▶ [Written exercise 1]
Do the following statements agree with the excerpt on the Lions tour? For each, answer yes or no and quote the words of the excerpt that decide it.
(a) The Lions suffered their first loss of the tour against the ACT Brumbies.
(b) The second test against Australia was played at Suncorp Stadium.
(c) Sky Sports provided live UK radio commentary of all matches.
▶ [Written exercise 2] Copy the passage of the excerpt on the Lions tour word for word, starting at "The test series against" and ending at "Stadium in Sydney.".

___ Excerpted text

The tour drew record attendances to several of the 10 matches. The Lions opened the tour in front of 28,643 for a game against the Barbarians at the Hong Kong Stadium. Their first game in Australia attracted 35,103 to Patersons Stadium for their opening match in Australia against the Western Force, while their next game against the Queensland Reds at Suncorp Stadium attracted a record Reds home attendance of 50,136. The game against the ACT Brumbies attracted 21,655 to Canberra Stadium for the Lions first loss of the tour. Three days before the game against the Brumbies, 40,805 saw the Lions thrash the New South Wales Waratahs 47–17 at the Sydney Football Stadium. In the only tour game played after the test series had started, the Lions attracted a rugby union record crowd of 28,648 to AAMI Park where they defeated the Melbourne Rebels 35–0.

The test series against Australia was even more successful and drew the record sporting attendance to each stadium used. The first test saw 52,499 at Suncorp Stadium, the second test drew 56,771 to Melbourne's Etihad Stadium, while 83,704 attended the third and deciding test at the ANZ Stadium in Sydney.

Broadcasting
Fox Sports and Network Ten televised the tour in Australia, and in the UK and Ireland the games were shown by Sky Sports. Talksport provided live UK radio commentary of all matches.

______
___ Material provided

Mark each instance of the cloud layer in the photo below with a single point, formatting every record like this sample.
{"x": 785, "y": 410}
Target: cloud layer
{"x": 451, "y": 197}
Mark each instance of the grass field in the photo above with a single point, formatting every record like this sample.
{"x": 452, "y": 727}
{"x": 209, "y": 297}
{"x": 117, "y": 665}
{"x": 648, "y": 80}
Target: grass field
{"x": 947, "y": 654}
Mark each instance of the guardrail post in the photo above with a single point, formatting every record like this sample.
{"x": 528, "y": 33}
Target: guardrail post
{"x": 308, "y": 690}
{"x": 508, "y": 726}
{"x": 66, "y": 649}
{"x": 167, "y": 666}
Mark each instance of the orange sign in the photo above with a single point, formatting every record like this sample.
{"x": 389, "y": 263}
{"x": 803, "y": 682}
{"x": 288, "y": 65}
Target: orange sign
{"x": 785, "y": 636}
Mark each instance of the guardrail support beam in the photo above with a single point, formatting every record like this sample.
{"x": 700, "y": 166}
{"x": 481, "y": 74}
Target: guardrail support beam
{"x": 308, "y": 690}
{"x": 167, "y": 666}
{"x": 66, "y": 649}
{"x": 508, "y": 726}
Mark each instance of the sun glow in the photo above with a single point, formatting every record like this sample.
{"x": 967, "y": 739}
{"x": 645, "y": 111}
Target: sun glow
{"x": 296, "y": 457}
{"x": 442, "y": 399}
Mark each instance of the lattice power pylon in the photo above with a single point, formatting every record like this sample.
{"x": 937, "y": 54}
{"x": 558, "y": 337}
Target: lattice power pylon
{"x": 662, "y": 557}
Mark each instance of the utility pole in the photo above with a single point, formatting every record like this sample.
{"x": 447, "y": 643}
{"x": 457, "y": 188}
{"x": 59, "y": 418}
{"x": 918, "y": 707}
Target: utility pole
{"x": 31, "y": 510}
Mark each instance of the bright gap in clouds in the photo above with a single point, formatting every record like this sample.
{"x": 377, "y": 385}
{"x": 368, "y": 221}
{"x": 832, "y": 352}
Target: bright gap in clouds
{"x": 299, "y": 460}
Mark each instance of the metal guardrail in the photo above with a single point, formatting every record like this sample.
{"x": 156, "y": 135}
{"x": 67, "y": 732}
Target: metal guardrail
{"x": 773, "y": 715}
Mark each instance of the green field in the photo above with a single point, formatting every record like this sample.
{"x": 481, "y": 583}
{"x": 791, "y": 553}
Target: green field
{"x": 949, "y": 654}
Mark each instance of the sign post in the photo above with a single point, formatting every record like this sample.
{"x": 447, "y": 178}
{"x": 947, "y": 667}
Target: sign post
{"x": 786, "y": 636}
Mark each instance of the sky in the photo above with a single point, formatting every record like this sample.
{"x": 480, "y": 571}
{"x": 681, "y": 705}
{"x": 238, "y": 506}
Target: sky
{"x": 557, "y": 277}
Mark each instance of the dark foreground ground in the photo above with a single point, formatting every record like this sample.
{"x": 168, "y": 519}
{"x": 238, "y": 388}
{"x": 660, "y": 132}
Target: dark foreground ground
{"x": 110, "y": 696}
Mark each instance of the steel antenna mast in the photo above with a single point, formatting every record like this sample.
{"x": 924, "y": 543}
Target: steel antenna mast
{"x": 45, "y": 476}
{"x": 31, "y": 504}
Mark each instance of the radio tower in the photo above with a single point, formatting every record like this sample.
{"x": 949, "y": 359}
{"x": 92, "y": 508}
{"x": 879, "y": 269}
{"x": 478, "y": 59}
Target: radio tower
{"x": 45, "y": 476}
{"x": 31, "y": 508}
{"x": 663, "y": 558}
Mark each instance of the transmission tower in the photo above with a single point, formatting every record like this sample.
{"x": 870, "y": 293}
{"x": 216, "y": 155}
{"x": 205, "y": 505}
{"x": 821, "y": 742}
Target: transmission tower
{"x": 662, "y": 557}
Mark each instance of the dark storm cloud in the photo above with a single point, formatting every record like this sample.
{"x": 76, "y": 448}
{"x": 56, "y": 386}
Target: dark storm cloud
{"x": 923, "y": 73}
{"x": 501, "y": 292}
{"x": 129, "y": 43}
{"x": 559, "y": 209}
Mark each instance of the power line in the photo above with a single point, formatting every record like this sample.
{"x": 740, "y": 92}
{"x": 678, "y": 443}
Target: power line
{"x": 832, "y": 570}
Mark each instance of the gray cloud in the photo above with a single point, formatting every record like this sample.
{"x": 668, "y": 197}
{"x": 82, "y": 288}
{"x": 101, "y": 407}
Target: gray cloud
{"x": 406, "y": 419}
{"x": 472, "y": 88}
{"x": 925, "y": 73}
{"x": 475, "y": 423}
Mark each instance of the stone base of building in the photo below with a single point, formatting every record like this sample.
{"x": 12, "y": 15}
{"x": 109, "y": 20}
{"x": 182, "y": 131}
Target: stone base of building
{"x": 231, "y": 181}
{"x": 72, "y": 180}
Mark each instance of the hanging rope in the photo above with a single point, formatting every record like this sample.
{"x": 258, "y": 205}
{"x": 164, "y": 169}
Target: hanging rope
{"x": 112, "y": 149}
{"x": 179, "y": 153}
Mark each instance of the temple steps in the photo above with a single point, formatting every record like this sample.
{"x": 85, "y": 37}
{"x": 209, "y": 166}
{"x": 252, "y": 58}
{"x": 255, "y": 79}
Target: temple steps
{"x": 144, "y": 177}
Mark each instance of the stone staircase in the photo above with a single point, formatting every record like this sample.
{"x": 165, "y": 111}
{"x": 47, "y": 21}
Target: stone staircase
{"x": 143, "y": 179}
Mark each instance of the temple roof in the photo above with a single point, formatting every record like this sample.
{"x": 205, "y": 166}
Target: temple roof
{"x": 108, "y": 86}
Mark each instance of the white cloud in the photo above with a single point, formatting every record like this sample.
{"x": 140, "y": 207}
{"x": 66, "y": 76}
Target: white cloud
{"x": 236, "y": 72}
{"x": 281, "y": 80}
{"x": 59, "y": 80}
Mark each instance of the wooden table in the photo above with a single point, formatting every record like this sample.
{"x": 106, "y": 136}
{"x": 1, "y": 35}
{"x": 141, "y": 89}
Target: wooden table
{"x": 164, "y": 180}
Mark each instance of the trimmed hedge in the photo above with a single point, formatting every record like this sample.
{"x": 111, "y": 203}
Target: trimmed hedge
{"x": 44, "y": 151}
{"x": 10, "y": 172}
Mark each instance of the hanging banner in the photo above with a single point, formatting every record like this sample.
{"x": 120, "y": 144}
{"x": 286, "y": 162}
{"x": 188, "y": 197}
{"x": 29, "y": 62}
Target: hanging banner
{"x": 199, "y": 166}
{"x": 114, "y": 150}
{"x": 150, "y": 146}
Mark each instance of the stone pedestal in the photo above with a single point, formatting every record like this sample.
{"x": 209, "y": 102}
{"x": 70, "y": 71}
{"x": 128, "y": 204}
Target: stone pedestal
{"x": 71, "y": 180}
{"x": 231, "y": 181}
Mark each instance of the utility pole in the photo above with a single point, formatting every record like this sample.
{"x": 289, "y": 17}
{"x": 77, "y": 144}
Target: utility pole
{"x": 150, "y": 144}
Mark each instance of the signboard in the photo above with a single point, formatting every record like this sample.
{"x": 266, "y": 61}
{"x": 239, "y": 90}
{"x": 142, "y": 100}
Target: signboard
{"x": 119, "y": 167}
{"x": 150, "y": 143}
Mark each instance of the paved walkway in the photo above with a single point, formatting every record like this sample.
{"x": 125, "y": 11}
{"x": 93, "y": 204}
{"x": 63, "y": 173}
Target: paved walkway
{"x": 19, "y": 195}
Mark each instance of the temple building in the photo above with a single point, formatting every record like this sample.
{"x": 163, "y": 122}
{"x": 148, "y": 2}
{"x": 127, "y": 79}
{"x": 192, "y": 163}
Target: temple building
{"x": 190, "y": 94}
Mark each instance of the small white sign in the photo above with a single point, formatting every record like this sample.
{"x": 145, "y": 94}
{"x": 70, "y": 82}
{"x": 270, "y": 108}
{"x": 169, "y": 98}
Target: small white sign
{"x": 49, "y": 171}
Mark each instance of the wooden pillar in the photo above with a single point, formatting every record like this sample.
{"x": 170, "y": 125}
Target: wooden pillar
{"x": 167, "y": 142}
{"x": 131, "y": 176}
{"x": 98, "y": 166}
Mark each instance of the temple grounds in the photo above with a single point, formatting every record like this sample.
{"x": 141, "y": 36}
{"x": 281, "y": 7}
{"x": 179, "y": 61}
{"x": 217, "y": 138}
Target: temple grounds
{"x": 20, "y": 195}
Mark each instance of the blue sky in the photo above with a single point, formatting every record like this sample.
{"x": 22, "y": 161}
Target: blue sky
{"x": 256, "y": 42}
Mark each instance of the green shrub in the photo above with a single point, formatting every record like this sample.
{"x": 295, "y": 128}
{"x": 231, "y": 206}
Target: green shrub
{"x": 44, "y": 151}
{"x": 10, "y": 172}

______

▶ [Exercise response 1]
(a) Yes: "The game against the ACT Brumbies attracted 21,655 to Canberra Stadium for the Lions first loss of the tour."
(b) No: "the second test drew 56,771 to Melbourne's Etihad Stadium"
(c) No: "Talksport provided live UK radio commentary of all matches."

▶ [Exercise response 2]
The test series against Australia was even more successful and drew the record sporting attendance to each stadium used. The first test saw 52,499 at Suncorp Stadium, the second test drew 56,771 to Melbourne's Etihad Stadium, while 83,704 attended the third and deciding test at the ANZ Stadium in Sydney.